EXCERPTED TEXT:
=== Section Start ===

Keywords Zoology

Cold-blooded Animals
Behavioural and complex biochemical responses to deepening cold and other environmental factors allow poikilothermic animals to survive winter in the Canadian temperate zone. Most poikilotherms become dormant but others remain active and a few combine both strategies.

Insects and Other Invertebrates
A period of arrested growth and development (diapause) characterizes the life cycle of most INSECTS that winter in egg, larval, pupal or, uncommonly, adult stages. Generally, overwintering insects are either freeze-susceptible (freeze-intolerant) and cannot survive ice formation in their tissues, or they are freeze-tolerant.

Freeze-susceptible insects avoid freezing by supercooling. They empty the gut, reduce body water content, produce antifreeze (cryoprotectant) substances, for example glycerol, through anaerobic pathways and seek dry sites for the winter.

=== Section End ===

DATA UNDER STUDY:

=== Section Start ===

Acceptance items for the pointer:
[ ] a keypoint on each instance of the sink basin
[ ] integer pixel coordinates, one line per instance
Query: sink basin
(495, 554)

=== Section End ===

TASK INSTRUCTIONS: Rewrite the section of the cold-blooded animals text between "Cold-blooded Animals" and "combine both strategies.", inclusive, swapping "dormant" for "inactive".

SOLUTION TO THE PROBLEM:
Cold-blooded Animals
Behavioural and complex biochemical responses to deepening cold and other environmental factors allow poikilothermic animals to survive winter in the Canadian temperate zone. Most poikilotherms become inactive but others remain active and a few combine both strategies.